→ **WHAT TO DO**:
Transcribe the entries below exactly.

→ **SUPPLIED RECORDS**:
....................

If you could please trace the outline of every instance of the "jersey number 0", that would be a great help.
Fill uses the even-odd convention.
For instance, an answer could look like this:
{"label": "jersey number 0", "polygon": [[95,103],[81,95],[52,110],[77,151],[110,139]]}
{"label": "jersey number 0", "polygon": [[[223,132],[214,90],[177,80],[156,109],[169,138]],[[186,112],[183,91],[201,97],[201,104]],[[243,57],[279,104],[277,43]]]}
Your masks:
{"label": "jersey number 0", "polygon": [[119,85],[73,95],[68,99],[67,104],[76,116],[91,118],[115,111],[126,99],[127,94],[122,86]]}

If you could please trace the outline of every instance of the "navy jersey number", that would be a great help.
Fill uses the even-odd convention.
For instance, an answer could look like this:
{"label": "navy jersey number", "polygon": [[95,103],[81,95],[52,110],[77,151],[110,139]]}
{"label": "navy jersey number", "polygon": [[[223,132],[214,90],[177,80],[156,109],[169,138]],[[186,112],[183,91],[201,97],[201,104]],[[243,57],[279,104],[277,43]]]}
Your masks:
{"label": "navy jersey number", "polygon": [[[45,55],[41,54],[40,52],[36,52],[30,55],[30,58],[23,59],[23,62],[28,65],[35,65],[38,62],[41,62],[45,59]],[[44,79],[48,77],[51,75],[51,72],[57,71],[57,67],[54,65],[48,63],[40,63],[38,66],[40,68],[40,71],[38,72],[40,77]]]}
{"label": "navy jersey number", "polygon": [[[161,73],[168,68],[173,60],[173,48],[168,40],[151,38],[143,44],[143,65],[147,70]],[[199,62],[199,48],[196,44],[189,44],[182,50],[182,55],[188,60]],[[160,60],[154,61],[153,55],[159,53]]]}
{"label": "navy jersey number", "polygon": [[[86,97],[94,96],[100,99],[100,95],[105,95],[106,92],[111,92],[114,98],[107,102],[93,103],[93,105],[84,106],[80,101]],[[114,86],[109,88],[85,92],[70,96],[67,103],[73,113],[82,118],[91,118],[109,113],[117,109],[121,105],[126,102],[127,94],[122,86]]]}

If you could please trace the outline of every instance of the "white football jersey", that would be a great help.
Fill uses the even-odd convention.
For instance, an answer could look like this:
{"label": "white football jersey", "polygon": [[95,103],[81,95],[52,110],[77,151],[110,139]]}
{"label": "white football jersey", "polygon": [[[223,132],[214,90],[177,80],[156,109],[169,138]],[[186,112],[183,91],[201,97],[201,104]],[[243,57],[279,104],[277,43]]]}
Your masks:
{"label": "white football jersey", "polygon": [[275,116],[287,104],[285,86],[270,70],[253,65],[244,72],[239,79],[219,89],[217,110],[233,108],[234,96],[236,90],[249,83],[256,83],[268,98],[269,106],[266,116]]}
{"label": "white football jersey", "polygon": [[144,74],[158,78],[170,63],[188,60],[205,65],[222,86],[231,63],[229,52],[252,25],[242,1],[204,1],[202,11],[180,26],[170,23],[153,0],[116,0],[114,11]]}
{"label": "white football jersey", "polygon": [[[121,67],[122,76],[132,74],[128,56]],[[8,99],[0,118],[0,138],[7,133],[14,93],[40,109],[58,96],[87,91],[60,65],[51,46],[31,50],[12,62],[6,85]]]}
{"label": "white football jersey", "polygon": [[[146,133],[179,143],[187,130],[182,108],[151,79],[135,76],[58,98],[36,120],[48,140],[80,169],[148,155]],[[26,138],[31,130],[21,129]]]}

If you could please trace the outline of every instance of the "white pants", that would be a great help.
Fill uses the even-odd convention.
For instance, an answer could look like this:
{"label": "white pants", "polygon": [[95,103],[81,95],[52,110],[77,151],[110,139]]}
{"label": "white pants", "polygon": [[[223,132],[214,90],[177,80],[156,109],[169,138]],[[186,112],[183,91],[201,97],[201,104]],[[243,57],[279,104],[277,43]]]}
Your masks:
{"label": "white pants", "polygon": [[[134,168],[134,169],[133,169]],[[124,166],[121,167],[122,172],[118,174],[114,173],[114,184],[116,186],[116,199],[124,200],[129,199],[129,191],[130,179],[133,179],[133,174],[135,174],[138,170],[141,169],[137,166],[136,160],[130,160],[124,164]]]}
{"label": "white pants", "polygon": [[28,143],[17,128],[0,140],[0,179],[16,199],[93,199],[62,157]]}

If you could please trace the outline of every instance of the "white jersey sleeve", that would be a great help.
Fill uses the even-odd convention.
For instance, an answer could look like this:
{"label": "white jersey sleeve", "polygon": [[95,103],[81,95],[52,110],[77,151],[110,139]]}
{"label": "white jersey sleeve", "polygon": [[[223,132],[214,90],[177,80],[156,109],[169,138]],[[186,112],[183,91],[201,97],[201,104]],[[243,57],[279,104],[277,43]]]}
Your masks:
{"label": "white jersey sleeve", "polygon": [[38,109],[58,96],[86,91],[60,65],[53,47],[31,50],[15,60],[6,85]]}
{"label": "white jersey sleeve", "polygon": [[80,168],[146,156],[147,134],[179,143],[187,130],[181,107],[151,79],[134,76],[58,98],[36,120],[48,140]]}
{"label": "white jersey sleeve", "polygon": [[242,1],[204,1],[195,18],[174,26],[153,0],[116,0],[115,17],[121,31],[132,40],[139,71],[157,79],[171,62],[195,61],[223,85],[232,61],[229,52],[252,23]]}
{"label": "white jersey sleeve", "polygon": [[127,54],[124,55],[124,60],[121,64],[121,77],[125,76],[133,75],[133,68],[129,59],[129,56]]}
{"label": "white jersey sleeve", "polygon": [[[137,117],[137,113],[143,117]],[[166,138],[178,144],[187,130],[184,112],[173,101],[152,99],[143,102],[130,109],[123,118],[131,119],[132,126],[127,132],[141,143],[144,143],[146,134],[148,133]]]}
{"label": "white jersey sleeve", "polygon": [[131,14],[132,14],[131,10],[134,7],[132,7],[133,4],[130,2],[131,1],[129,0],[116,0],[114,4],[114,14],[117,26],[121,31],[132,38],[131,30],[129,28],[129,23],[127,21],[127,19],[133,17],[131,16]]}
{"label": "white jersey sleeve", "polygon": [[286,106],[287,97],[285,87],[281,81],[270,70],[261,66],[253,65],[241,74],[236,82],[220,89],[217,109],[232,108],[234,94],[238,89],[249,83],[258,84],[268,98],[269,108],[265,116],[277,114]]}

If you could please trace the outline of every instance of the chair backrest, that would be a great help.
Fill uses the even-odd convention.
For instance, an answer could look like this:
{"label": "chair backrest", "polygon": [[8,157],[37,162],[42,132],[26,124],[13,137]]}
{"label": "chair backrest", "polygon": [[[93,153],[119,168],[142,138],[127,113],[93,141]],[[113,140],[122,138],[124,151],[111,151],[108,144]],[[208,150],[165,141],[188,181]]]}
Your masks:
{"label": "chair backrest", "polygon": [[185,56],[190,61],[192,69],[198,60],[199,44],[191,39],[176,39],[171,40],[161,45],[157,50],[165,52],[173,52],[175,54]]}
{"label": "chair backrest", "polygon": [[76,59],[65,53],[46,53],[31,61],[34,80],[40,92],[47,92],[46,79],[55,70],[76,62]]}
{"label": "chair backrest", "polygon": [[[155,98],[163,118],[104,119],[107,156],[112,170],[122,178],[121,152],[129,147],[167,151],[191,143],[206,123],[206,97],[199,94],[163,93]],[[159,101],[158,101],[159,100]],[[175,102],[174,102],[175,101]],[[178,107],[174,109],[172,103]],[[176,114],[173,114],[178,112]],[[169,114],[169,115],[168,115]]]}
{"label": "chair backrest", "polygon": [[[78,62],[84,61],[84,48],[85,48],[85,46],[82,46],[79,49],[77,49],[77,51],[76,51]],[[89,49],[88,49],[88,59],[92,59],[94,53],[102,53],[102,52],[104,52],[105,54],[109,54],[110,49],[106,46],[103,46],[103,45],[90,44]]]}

....................

→ **REPLY TO THE TASK**:
If you could please trace the outline of every instance of the "jersey number 0", that would be a great help.
Fill uses the even-odd convention.
For instance, an answer could look like this:
{"label": "jersey number 0", "polygon": [[95,103],[81,95],[52,110],[77,151],[110,139]]}
{"label": "jersey number 0", "polygon": [[[223,132],[214,90],[177,80],[156,109],[169,138]],[[186,112],[183,91],[201,97],[201,104]],[[243,57],[279,104],[277,43]]]}
Your masks:
{"label": "jersey number 0", "polygon": [[119,85],[73,95],[68,99],[67,104],[76,116],[91,118],[115,111],[126,99],[127,94],[122,86]]}

If you could please trace the outline of every instance of the "navy jersey number", that would be a great help.
Fill uses the even-odd convention.
For instance, an answer could look like this:
{"label": "navy jersey number", "polygon": [[95,103],[81,95],[52,110],[77,151],[110,139]]}
{"label": "navy jersey number", "polygon": [[[223,132],[214,90],[177,80],[156,109],[169,138]],[[186,112],[183,91],[201,97],[201,104]],[[243,57],[279,104],[277,43]]]}
Your masks:
{"label": "navy jersey number", "polygon": [[[45,55],[41,54],[40,52],[36,52],[30,55],[30,58],[23,59],[23,62],[28,65],[35,65],[38,62],[41,62],[45,59]],[[44,79],[48,77],[51,75],[51,72],[57,71],[57,67],[54,65],[48,63],[40,63],[38,66],[40,68],[40,71],[38,72],[40,77]]]}
{"label": "navy jersey number", "polygon": [[[161,73],[168,68],[173,60],[173,48],[168,40],[151,38],[143,44],[143,65],[147,70]],[[199,62],[199,48],[196,44],[189,44],[182,50],[182,55],[188,60]],[[160,60],[154,61],[153,55],[159,53]]]}
{"label": "navy jersey number", "polygon": [[[86,97],[94,96],[100,99],[100,95],[105,95],[106,92],[111,92],[114,98],[107,102],[93,103],[93,105],[84,106],[80,101]],[[114,86],[109,88],[85,92],[70,96],[67,103],[73,113],[82,118],[91,118],[109,113],[117,109],[121,105],[126,102],[127,94],[122,86]]]}

If you could please trace the outline of every instance of the "white football jersey", that would be a great help.
Fill uses the even-odd convention.
For instance, an answer could look like this:
{"label": "white football jersey", "polygon": [[95,103],[81,95],[52,110],[77,151],[110,139]]}
{"label": "white football jersey", "polygon": [[[223,132],[214,90],[177,80],[156,109],[169,138]],[[186,112],[183,91],[201,97],[201,104]],[[243,57],[279,104],[277,43]]]}
Your masks:
{"label": "white football jersey", "polygon": [[275,116],[287,104],[285,86],[270,70],[253,65],[244,72],[239,79],[219,89],[217,110],[233,108],[234,96],[236,90],[249,83],[256,83],[268,98],[269,106],[266,116]]}
{"label": "white football jersey", "polygon": [[144,74],[158,78],[170,63],[188,60],[205,65],[222,86],[231,63],[229,52],[252,25],[242,1],[204,1],[202,11],[180,26],[170,23],[153,0],[116,0],[114,11]]}
{"label": "white football jersey", "polygon": [[[121,67],[122,76],[132,74],[128,56]],[[8,99],[0,118],[0,138],[7,133],[14,93],[40,109],[58,96],[87,91],[60,65],[51,46],[31,50],[12,62],[6,85]]]}
{"label": "white football jersey", "polygon": [[[146,133],[179,143],[187,130],[182,108],[151,79],[135,76],[58,98],[36,120],[48,140],[80,169],[148,155]],[[26,138],[31,130],[21,129]]]}

If you could please trace the outline of every instance of the "white pants", that would be a great help.
Fill uses the even-odd convention.
For instance, an answer could look like this:
{"label": "white pants", "polygon": [[95,103],[81,95],[52,110],[77,151],[110,139]]}
{"label": "white pants", "polygon": [[[223,132],[214,90],[177,80],[156,109],[169,138]],[[186,112],[183,91],[201,97],[201,104]],[[243,57],[279,104],[277,43]]]}
Your masks:
{"label": "white pants", "polygon": [[[134,168],[134,169],[133,169]],[[124,166],[121,167],[122,172],[118,174],[114,173],[114,184],[116,186],[116,199],[124,200],[129,199],[129,191],[130,179],[133,179],[133,174],[135,174],[138,170],[141,169],[137,166],[136,160],[130,160],[124,164]]]}
{"label": "white pants", "polygon": [[28,143],[17,128],[0,140],[0,179],[16,199],[93,199],[62,157]]}

If you could please trace the outline of every instance of the "white jersey sleeve", that would be a great help.
Fill uses the even-odd convention.
For instance, an answer could look like this:
{"label": "white jersey sleeve", "polygon": [[95,103],[81,95],[52,110],[77,151],[110,139]]}
{"label": "white jersey sleeve", "polygon": [[[223,132],[214,90],[177,80],[156,109],[169,138]],[[186,112],[183,91],[201,97],[201,104]],[[243,57],[279,104],[277,43]]]}
Your masks:
{"label": "white jersey sleeve", "polygon": [[38,109],[58,96],[86,91],[60,65],[53,47],[31,50],[15,60],[6,85]]}
{"label": "white jersey sleeve", "polygon": [[80,168],[146,156],[147,134],[179,143],[187,130],[181,107],[151,79],[134,76],[58,98],[36,120],[48,140]]}
{"label": "white jersey sleeve", "polygon": [[242,1],[204,1],[195,18],[174,26],[153,0],[116,0],[115,17],[121,31],[132,40],[139,71],[157,79],[171,62],[195,61],[223,85],[232,61],[229,52],[252,23]]}
{"label": "white jersey sleeve", "polygon": [[127,54],[124,55],[124,60],[121,64],[121,77],[125,76],[133,75],[133,68],[129,59],[129,56]]}
{"label": "white jersey sleeve", "polygon": [[[137,117],[137,113],[143,117]],[[166,138],[178,144],[187,130],[184,112],[173,101],[152,99],[143,102],[130,109],[123,118],[131,119],[132,126],[127,132],[141,143],[144,143],[146,134],[148,133]]]}
{"label": "white jersey sleeve", "polygon": [[131,14],[132,14],[131,10],[134,7],[132,7],[133,4],[130,2],[131,1],[129,0],[116,0],[114,4],[114,14],[117,26],[121,31],[132,38],[131,30],[129,28],[129,23],[127,21],[127,19],[133,17],[131,16]]}
{"label": "white jersey sleeve", "polygon": [[286,106],[287,97],[285,87],[281,81],[270,70],[261,66],[253,65],[241,74],[236,82],[220,89],[217,109],[232,108],[234,94],[238,89],[249,83],[258,84],[268,98],[269,108],[265,116],[277,114]]}

If you could please trace the outline of every instance of the chair backrest, that would be a great help.
Fill uses the even-odd convention.
For instance, an answer could look like this:
{"label": "chair backrest", "polygon": [[8,157],[37,162],[42,132],[26,124],[13,137]]}
{"label": "chair backrest", "polygon": [[[93,153],[119,168],[142,138],[127,113],[93,141]],[[113,140],[122,138],[124,151],[111,151],[108,144]],[[208,150],[165,141],[188,181]]]}
Your masks:
{"label": "chair backrest", "polygon": [[185,56],[190,61],[192,69],[198,60],[199,44],[191,39],[176,39],[171,40],[161,45],[157,50],[165,52],[173,52],[175,54]]}
{"label": "chair backrest", "polygon": [[76,59],[65,53],[46,53],[31,61],[34,80],[40,92],[47,92],[46,79],[55,70],[76,62]]}
{"label": "chair backrest", "polygon": [[[155,98],[163,118],[104,119],[107,156],[112,170],[122,178],[121,152],[129,147],[167,151],[191,143],[206,123],[206,97],[199,94],[163,93]],[[159,101],[158,101],[159,100]],[[175,102],[174,102],[175,101]],[[178,107],[174,109],[172,103]],[[176,114],[173,114],[178,112]],[[169,114],[169,115],[168,115]]]}
{"label": "chair backrest", "polygon": [[[78,62],[84,61],[84,48],[85,48],[85,46],[82,46],[79,49],[77,49],[77,51],[76,51]],[[89,49],[88,49],[88,59],[92,59],[94,53],[102,53],[102,52],[104,52],[105,54],[109,54],[110,49],[106,46],[103,46],[103,45],[90,44]]]}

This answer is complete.